◆ Task statement
Format the material below as a JSON list of strings, one string per line and no blank lines.

◆ Extracted data
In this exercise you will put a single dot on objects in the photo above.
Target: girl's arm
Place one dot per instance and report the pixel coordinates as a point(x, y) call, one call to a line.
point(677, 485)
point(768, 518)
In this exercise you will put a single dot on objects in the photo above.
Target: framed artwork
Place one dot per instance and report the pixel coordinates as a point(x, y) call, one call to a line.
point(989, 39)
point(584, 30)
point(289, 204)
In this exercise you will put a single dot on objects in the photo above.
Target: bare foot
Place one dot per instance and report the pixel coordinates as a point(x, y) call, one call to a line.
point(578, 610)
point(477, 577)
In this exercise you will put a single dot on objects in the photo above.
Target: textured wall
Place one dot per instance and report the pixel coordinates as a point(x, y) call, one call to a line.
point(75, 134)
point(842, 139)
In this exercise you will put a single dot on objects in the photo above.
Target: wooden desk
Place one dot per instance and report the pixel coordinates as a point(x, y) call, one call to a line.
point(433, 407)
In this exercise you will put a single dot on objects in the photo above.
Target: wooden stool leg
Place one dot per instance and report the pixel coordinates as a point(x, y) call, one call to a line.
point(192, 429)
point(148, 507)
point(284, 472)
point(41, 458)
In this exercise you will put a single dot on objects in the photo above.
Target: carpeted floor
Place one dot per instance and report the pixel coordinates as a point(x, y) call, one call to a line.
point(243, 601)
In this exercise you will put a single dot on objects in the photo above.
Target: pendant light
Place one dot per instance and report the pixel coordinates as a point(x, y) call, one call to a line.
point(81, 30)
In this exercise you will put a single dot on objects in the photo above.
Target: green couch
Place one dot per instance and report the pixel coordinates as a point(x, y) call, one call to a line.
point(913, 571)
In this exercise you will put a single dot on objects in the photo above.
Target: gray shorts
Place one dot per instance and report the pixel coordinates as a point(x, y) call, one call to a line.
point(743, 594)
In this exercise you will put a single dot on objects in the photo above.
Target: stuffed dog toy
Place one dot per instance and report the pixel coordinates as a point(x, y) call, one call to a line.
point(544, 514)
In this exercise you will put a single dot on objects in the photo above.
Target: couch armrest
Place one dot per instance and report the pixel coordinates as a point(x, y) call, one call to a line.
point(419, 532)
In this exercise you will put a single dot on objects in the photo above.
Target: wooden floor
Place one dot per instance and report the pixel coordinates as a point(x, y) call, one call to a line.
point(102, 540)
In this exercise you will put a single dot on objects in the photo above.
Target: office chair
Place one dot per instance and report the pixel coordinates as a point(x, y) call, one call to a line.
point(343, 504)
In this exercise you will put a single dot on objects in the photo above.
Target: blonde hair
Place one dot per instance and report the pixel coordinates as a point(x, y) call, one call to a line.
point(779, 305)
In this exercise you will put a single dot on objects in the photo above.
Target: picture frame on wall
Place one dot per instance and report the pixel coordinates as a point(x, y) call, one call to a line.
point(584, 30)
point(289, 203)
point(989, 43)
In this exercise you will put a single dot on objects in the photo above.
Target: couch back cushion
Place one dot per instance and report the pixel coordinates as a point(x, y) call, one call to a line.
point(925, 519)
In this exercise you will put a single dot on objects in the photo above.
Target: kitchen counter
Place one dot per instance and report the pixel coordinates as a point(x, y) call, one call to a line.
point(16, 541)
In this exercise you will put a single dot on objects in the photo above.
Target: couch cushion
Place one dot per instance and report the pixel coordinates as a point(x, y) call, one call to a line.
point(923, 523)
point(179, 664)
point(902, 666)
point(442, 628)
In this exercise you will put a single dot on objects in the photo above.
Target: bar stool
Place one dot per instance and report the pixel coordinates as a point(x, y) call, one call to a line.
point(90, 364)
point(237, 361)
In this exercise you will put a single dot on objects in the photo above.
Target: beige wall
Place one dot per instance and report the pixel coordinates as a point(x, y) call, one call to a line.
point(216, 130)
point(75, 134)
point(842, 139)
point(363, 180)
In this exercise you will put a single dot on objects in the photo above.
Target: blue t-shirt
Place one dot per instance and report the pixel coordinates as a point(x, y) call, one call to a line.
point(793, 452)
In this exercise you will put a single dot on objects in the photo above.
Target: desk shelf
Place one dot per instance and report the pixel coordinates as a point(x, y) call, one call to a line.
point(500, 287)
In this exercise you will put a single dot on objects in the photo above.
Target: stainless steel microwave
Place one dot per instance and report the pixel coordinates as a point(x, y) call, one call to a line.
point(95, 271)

◆ Problem solution
[
  "In this exercise you will put a single dot on objects in the photo above.",
  "Target: girl's arm",
  "Place one dot per instance and report the pixel coordinates as a point(x, y) call, one call to a line.",
  "point(677, 485)",
  "point(768, 518)",
  "In this exercise you will put a single dot on objects in the photo above.",
  "Target: framed artwork",
  "Place one dot per instance and report the pixel coordinates as a point(x, y) call, one call to a line.",
  "point(989, 39)",
  "point(584, 30)",
  "point(289, 204)",
  "In this exercise you will put a single dot on objects in the photo above.",
  "Target: bare foot",
  "Place one dot per instance and report the pixel coordinates as a point(x, y) call, one call to a line.",
  "point(578, 610)",
  "point(477, 577)",
  "In this exercise you will put a single dot on objects in the photo above.",
  "Target: textured wall",
  "Place one dot per instance and report the pixel coordinates as a point(x, y) call, one call to a line.",
  "point(75, 134)",
  "point(842, 139)",
  "In this exercise you will put a single dot on objects in the photo above.",
  "Target: wooden desk",
  "Place one dot per instance and report the pixel coordinates as a point(x, y) call, one call to a line.",
  "point(433, 407)",
  "In this exercise you will put a single dot on objects in the photo above.",
  "Target: wooden stool leg",
  "Place one dot per instance and report the pixel coordinates as a point(x, y) call, one call to a line.",
  "point(192, 429)",
  "point(148, 507)",
  "point(284, 472)",
  "point(41, 458)",
  "In this exercise you will put a single dot on objects in the photo above.",
  "Target: carpeted floor",
  "Place one dot per instance and report the pixel coordinates as a point(x, y) call, one call to a line.",
  "point(243, 601)",
  "In this exercise you will put a single dot on objects in the photo above.",
  "Target: pendant light",
  "Place one dot per instance and report the pixel coordinates as a point(x, y) call, one call to a line.",
  "point(81, 30)",
  "In this exercise you will put a single dot on objects in the photo above.",
  "Target: green couch",
  "Place one dot per instance and report the pixel coordinates as a point(x, y) call, one call to a line.",
  "point(913, 571)",
  "In this exercise you will put a single dot on objects in the photo above.",
  "Target: gray shorts",
  "Place one dot per instance and report the pixel coordinates as a point(x, y) call, one call to a line.",
  "point(743, 594)",
  "In this exercise you will put a single dot on objects in the photo above.",
  "Target: stuffed dog toy",
  "Place one dot per instance and report the pixel coordinates as a point(x, y) call, one call to a line.",
  "point(544, 514)",
  "In this exercise you will put a single dot on objects in the photo above.",
  "Target: couch armrest",
  "Place one dot per instance and report the pixel coordinates as a point(x, y) call, one call to a line.",
  "point(419, 532)",
  "In this exercise you will put a single dot on objects in the photo above.",
  "Target: wooden floor",
  "Place one dot per instance and report the pixel coordinates as a point(x, y) call, one call to a line.",
  "point(102, 540)",
  "In this exercise you will put a single dot on objects in the photo above.",
  "Target: office chair",
  "Place one dot per instance and report the pixel coordinates as a point(x, y) call, one call to a line.",
  "point(343, 504)",
  "In this exercise you will put a single dot on objects in the photo above.",
  "Target: blonde hair",
  "Place one dot per instance and report the pixel coordinates as a point(x, y) call, one call to a line.",
  "point(779, 305)",
  "In this exercise you will put a single dot on objects in the photo above.",
  "Target: picture frame on wall",
  "Place one dot per instance and report the pixel coordinates as a point(x, y) call, one call to a line.",
  "point(584, 30)",
  "point(289, 203)",
  "point(989, 43)",
  "In this exercise you will put a single dot on objects in the photo above.",
  "Target: couch back cushion",
  "Place one dot per instance and report the pixel coordinates as a point(x, y) call, one call to a line.",
  "point(925, 519)",
  "In this exercise you will put a single dot on objects in the photo above.",
  "Target: kitchen counter",
  "Place one dot per instance and report the pixel coordinates as a point(x, y) call, one call to a line.",
  "point(16, 541)",
  "In this exercise you will put a single dot on objects in the photo above.",
  "Target: couch cushion",
  "Place one dot per instance and report the pixel coordinates as a point(x, y) call, one call to a line.",
  "point(923, 523)",
  "point(179, 664)",
  "point(902, 666)",
  "point(442, 628)",
  "In this exercise you will put a single dot on objects in the photo above.",
  "Target: bar stool",
  "Place one dot per instance and report the pixel coordinates as a point(x, y) call, one call to a line.",
  "point(90, 364)",
  "point(237, 361)",
  "In this exercise you will put a single dot on objects in the photo above.",
  "Target: beige wall",
  "Place one dot per instance and report the pixel coordinates as a point(x, y) call, one call to a line.",
  "point(216, 130)",
  "point(75, 134)",
  "point(842, 139)",
  "point(363, 180)",
  "In this exercise you will put a single dot on objects in the photo above.",
  "Target: blue t-shirt",
  "Place one dot per instance and report the pixel coordinates as a point(x, y) call, one call to a line.",
  "point(793, 452)",
  "In this exercise you will put a single dot on objects in the photo above.",
  "Target: desk shelf",
  "Place one dot per instance and report the pixel coordinates as a point(x, y) call, one call to a line.",
  "point(500, 287)",
  "In this exercise you will put a single dot on objects in the photo above.",
  "Target: stainless steel microwave",
  "Place one dot per instance and report the pixel coordinates as a point(x, y) call, one call to a line.",
  "point(95, 271)"
]